Directions
(A) Retype the passage on the electrical muscle stimulation suit word for word, starting at "Additionally, the printed" and ending at "and other materials.".
(B) According to the passage on the electrical muscle stimulation suit, what is Wearable Life Science launching to advance the technology from prototype to production?
(C) Proceed with the passage on the electrical muscle stimulation suit, picking up after its final sentence.

[Start Quoted passage]

A smartphone-size electronic steering unit, controlled by an app, activates the electrodes and determines the strength of the impulse. The suit’s technology is based on the concept of electrical muscle stimulation (EMS), which has been used and scientifically studied in rehabilitation, physiotherapy, and elite athlete training. The suit is designed to enhance the training effect of athletic activities such as running and cycling and because the sensors and electrodes are integrated into the suit, it is now possible to take EMS training for almost any activity outdoors.
Wearable Life Science is launching a Kickstarter campaign to advance the technology from prototype to production. While all the underlying pieces are in place, there is still work to be done. One area in which Rathschlag sees great potential is printed electronics. He and his team are looking for companies that can print conductive materials onto fabrics. The challenge: The conductivity needs to be high enough so that the electrical impulses can be delivered in the desired strength.
Additionally, the printed electronic ink must be washable, stretchable, durable and comfortable to wear. Wearable Life Science has spoken with several companies who may be able to deliver a product in the desired quality but Rathschlag hasn’t decided on a supplier yet. Still, printed electronics are very likely to be a part of the design: “Wires printed with conductive ink would be the easiest and most desirable alternative”, says Rathschlag who also looked into using conductive yarns and other materials.

[End Quoted passage]
[Start Entries supplied]

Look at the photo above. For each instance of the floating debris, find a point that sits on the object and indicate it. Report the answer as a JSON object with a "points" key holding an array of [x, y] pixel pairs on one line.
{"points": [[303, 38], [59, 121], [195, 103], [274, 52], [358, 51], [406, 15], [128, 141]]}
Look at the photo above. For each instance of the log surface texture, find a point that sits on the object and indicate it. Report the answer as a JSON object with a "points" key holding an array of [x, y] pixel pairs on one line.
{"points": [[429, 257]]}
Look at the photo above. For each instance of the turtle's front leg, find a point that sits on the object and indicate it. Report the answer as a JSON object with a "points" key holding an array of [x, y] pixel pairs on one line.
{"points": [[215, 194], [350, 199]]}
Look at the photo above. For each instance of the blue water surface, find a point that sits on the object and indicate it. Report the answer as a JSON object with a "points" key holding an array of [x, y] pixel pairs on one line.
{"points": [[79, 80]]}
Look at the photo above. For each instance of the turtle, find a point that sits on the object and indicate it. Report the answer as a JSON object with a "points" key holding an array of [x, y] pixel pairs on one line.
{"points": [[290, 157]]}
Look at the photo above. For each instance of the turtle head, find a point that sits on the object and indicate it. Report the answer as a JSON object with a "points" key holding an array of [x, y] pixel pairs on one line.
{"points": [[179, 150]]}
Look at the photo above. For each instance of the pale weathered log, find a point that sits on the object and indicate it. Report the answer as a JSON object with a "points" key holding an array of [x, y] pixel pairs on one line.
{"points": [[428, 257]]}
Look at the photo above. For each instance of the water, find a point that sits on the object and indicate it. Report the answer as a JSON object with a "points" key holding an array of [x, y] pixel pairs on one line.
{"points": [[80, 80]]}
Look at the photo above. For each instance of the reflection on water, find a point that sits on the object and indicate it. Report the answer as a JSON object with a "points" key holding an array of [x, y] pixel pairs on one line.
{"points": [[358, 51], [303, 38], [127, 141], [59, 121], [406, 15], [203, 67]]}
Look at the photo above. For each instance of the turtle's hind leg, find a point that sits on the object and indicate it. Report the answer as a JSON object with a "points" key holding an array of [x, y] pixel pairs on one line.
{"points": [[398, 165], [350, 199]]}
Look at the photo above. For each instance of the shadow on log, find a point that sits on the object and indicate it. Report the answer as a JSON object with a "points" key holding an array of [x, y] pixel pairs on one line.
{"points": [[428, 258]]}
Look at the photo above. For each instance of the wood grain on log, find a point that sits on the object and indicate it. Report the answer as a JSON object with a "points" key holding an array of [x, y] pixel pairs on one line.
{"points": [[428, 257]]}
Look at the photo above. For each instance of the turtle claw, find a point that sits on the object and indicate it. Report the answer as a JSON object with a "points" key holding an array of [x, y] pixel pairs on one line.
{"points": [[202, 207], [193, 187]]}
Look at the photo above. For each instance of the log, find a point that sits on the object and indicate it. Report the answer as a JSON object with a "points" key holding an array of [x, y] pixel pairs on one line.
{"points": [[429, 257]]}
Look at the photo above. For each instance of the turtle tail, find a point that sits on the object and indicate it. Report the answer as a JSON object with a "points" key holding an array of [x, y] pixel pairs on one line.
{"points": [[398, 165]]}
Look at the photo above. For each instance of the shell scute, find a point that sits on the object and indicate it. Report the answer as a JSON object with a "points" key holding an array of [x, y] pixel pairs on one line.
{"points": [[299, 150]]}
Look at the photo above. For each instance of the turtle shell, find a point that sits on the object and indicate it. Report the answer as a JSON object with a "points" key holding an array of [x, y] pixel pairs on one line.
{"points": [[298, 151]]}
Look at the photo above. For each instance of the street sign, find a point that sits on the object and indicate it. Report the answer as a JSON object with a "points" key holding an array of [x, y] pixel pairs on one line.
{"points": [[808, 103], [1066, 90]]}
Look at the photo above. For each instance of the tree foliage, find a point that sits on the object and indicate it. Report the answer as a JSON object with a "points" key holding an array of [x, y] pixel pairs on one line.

[End Entries supplied]

Results
(A)
Additionally, the printed electronic ink must be washable, stretchable, durable and comfortable to wear. Wearable Life Science has spoken with several companies who may be able to deliver a product in the desired quality but Rathschlag hasn’t decided on a supplier yet. Still, printed electronics are very likely to be a part of the design: “Wires printed with conductive ink would be the easiest and most desirable alternative”, says Rathschlag who also looked into using conductive yarns and other materials.

(B) A Kickstarter campaign.

(C)
Big companies are keenly aware of the opportunities in this market. DuPont Microcircuit Materials has developed stretchable conductive inks and materials that can be integrated into smart clothing. Currently, a silver-based conductive ink is already available while other inks and sensors are still in development. According to DuPont, the new materials provide a durable, comfortable, flexible, cost-competitive, manufacturing-ready alternative to electronically conductive yarns, polymers and other materials.
DuPont’s inks are applied to thin thermoplastic polyurethane (TPU) film that is then laminated onto the fabric. The material still shows a strong performance after 100 wash cycles says DuPont. For smart clothing, this is definitely a first step but ink developers, textile printers and sportswear manufacturing are all working on new products and processes that can take the field much further. In a few years, smart clothing may be as common as sport watches.